[TO BE DONE] Copy out the records precisely, omitting pictures.

Entries from a dataset:
------------------------------------------------------------

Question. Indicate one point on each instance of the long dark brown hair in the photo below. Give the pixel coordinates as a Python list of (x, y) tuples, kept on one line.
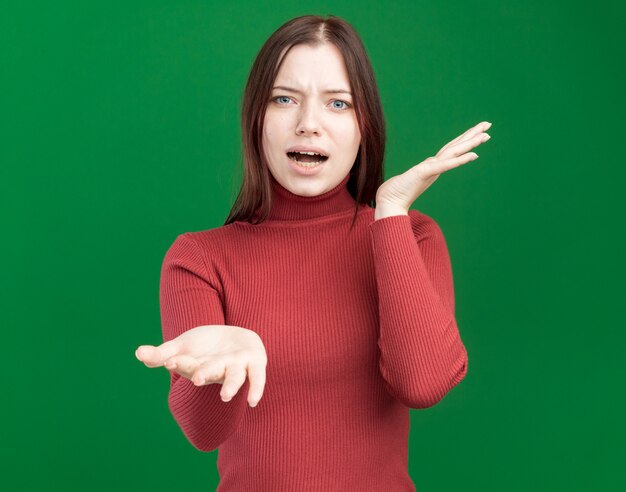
[(254, 200)]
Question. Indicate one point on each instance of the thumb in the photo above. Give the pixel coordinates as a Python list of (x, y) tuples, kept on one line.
[(153, 356)]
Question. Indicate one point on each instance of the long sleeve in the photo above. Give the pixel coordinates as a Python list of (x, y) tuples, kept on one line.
[(422, 356), (190, 297)]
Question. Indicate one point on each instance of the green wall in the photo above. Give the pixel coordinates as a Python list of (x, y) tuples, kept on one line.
[(120, 131)]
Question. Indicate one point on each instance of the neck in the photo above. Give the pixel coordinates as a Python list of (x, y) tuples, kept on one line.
[(289, 206)]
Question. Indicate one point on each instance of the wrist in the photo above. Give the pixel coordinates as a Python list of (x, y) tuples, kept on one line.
[(381, 211)]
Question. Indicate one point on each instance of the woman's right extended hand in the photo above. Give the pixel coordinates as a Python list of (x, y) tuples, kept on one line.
[(212, 354)]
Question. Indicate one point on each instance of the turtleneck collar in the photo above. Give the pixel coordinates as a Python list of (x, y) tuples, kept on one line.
[(289, 206)]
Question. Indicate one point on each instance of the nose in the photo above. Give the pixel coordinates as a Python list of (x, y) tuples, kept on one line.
[(309, 121)]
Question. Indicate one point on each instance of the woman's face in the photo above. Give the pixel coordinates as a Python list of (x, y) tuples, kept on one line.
[(307, 113)]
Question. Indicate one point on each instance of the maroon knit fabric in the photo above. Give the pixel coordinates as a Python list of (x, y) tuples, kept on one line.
[(358, 326)]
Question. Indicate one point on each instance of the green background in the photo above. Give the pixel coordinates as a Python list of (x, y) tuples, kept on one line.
[(120, 130)]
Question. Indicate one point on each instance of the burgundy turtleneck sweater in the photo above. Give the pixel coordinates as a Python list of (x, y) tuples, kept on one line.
[(358, 328)]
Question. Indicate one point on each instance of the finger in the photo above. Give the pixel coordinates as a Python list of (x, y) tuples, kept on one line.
[(209, 372), (185, 365), (464, 146), (257, 375), (481, 127), (153, 356), (234, 378), (435, 166)]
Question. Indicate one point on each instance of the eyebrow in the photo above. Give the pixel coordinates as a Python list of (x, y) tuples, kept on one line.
[(329, 91)]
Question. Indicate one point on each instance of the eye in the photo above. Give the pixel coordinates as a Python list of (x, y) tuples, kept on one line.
[(277, 98), (346, 104)]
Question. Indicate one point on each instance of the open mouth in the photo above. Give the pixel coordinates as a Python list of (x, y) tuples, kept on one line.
[(307, 156)]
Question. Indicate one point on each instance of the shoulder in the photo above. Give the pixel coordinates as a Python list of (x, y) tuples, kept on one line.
[(204, 246), (425, 226)]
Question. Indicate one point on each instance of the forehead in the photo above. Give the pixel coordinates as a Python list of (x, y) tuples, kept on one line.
[(313, 66)]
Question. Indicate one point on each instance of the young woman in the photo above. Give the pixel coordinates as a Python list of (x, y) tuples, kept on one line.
[(338, 314)]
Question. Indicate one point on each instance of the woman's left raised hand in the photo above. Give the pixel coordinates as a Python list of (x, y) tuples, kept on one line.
[(396, 195)]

------------------------------------------------------------

[OUTPUT FOR THIS TASK]
Question. Indicate one point on each instance of the long dark brown hair in the photo below. Give the pixel coordinates as a Python list of (x, y) tuples, kept on one line.
[(254, 200)]
Question. Indicate one point on each instance of the thumb in the photo above. Give the pixel coordinates as a Python list of (x, y) tuples, kept on one line.
[(153, 356)]
Question. Indicate one point on each instance of the long sleeve in the photo above. Give the pixel coordinates as a Python list of (x, y) tuples, kept on one line.
[(422, 356), (190, 297)]
Question. Indicate one point on each instance of the green wall in the photo above. Give the pixel coordinates as a Python list of (x, y) tuples, kept on one line.
[(120, 131)]
Question. Indicate one point on each instance of the neck in the photo above. Give the pixel coordinates as a Python list of (x, y) tuples, kept on one line.
[(289, 206)]
Question. Indicate one point on each instance of the wrist in the photo above. Give the pixel coordinates as a Python list of (x, y) tuples, kept on one line.
[(381, 211)]
Question. Indicate one point on each instance of the woman's right extended hand in the photo above. Give the pixel coordinates as a Python list of (x, y) tuples, kept on one line.
[(212, 354)]
Question. Indicate one point on each instance of the turtleneck collar in the photo above. Give the pixel coordinates as a Python list of (x, y) tuples, kept on one line.
[(289, 206)]
Question. Indicate one point on each instance of the nose in the photo above. Give the pixel coordinates as a Python list of (x, y) tuples, kept on one line.
[(309, 121)]
Question. Indicate one point on each instance of the woman's face in the photo above. Give the pixel coordinates as a Python list of (x, y) tuples, kept on one line.
[(307, 113)]
Question. Indicate one point on each instance of the maroon knit fabric in the photo above. Give the pixel coordinates as a Python list of (x, y) tuples, kept on one line.
[(358, 326)]
Question. Indicate one point on each instance of the green background in the photo above. Give the pixel coordinates as a Python list of (x, y) tuples, kept on one line.
[(120, 130)]
Question. Indicate one point on each instance of the burgundy turtleneck sweater in the photo above. Give the pixel coordinates as a Python list of (x, y) tuples, kept on one line.
[(358, 328)]
Question. Indicate one point on each instance of the finger in the photo above. Give the pixel coordinates as a Python list of (x, y) tuples, kept on one line.
[(209, 372), (185, 365), (464, 146), (257, 375), (481, 127), (153, 356), (234, 378), (435, 166)]
Question. Indicate one point on each instance of the eyebrow in the photo above. Give the pixel coordinates as a Python list of (x, y) tuples, kept on one line.
[(329, 91)]
Question. Indicate one point on each instance of the eye in the photo above. Give the pixel coordinates as a Python list of (x, y) tuples, kept on one line.
[(277, 98), (346, 104)]
Question. Indicate one point on each instance of the open mouth in the photo above. Give the pixel coordinates as a Python list of (x, y) tuples, kept on one line.
[(307, 156)]
Question. Indicate one point on each instance of the shoulder in the photo above. Give the pixel coordinates as a Python list of (x, y) tuples, kept on one line.
[(204, 246), (425, 226)]
Question. Indicate one point on each instance of the forehead in the photo above. Give the pixel coordinates as a Python list of (x, y) tuples, kept on one line.
[(313, 66)]
Question. Indicate one point on each instance of the young woman in the photo above. Give the pixel coordinates as a Python list of (x, y) tuples, kept on one line.
[(338, 314)]
Question. Indicate one point on each instance of the woman's left raised hand in the photo above. Give the pixel coordinates as a Python list of (x, y) tuples, kept on one line.
[(396, 195)]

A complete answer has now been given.